**Document text**
-- begin --
Columns with no base plates

[alumpkin]

Nedd backup data to confirm columns sitting on concrete footing with no base plate. The situation is a Hss 6x3X1/4 column with a 27 kip load. It has no base plate but sites on a thickened slab that sites on a two foot wide footing. Punching shear is not a problem. Only localized crushing may be an issue. The load is way below the allowable of approx. 70 kips for a 10 foot tall column. Is a baseplate really required? The stress is approx. 6600 psi (27,000/4.09 sq in.) on 3000 psi concrete. This is not an elevated slab. Thoughts, references, other?

Thanks.

Alan L., P.E.

 

[TTK]

Why not just provide a base plate in the shape of the column to reduce bearing stress?

How did you check punching shear for an open section? Did you assume it was a solid block?

 

[alumpkin]

This HSS section is part of a metal stud framed building. It forms one side of a transfer lintel for the slab above. It is already in place and will be difficult to fix. Nevertheless, if needed, a base plate will be installed by cutting out a slice of the column and inserting a baseplate.

For punching, I would assume a solid block but there is no way this load will punch through 20 inches or so of reinforced concrete.
-- end --
[Pointing entries for labeled objects]
-- begin --
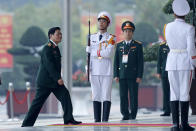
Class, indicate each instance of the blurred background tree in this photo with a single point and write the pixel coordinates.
(27, 54)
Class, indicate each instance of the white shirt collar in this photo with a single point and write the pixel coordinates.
(102, 34)
(128, 41)
(53, 42)
(178, 19)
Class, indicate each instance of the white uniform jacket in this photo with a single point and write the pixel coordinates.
(102, 65)
(180, 38)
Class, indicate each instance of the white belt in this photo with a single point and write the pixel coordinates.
(178, 50)
(96, 57)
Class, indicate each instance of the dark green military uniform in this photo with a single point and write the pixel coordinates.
(162, 58)
(127, 74)
(48, 75)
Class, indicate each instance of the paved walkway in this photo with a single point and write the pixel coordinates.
(44, 121)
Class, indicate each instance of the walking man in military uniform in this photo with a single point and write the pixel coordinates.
(101, 70)
(49, 80)
(181, 60)
(163, 75)
(128, 70)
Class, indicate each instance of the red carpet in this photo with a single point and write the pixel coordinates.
(120, 125)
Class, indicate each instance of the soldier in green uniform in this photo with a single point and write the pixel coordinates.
(163, 75)
(49, 80)
(128, 70)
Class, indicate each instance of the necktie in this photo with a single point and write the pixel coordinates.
(100, 37)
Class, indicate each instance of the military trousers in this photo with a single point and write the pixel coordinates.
(180, 83)
(166, 94)
(128, 97)
(42, 93)
(101, 87)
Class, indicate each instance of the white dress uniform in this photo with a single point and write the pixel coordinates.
(180, 38)
(101, 68)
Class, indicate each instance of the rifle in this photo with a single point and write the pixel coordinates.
(88, 55)
(194, 75)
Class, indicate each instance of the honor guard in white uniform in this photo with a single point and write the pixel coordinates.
(181, 60)
(101, 69)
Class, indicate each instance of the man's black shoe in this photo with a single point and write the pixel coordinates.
(125, 118)
(73, 122)
(165, 114)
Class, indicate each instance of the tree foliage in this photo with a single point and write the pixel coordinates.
(146, 33)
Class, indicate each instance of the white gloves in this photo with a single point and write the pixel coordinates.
(88, 49)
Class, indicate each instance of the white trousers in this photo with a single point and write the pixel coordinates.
(101, 88)
(180, 83)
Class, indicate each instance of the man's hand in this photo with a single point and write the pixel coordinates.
(60, 82)
(116, 79)
(158, 76)
(88, 49)
(138, 80)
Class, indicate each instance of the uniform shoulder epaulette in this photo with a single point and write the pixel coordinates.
(112, 35)
(138, 42)
(162, 43)
(94, 34)
(119, 42)
(49, 44)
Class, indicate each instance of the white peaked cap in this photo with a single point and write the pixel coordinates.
-- end --
**Job A**
Answer these questions from the thread on columns without base plates:
(i) What is the size of the HSS column?
(ii) What load does the column carry?
(iii) What type of building is the HSS section part of?
**Job B**
Transcribe the listing line for line, starting at the line that contains "Class, indicate each instance of the man's hand" and ending at the last line of the listing.

**Complete response A**
(i) HSS 6x3X1/4
(ii) 27 kips
(iii) A metal stud framed building

**Complete response B**
Class, indicate each instance of the man's hand in this photo with a single point and write the pixel coordinates.
(60, 82)
(116, 79)
(158, 76)
(88, 49)
(138, 80)
Class, indicate each instance of the uniform shoulder epaulette in this photo with a single point and write the pixel coordinates.
(112, 35)
(138, 42)
(162, 43)
(94, 34)
(119, 42)
(49, 44)
Class, indicate each instance of the white peaked cap in this photo with a single point and write the pixel coordinates.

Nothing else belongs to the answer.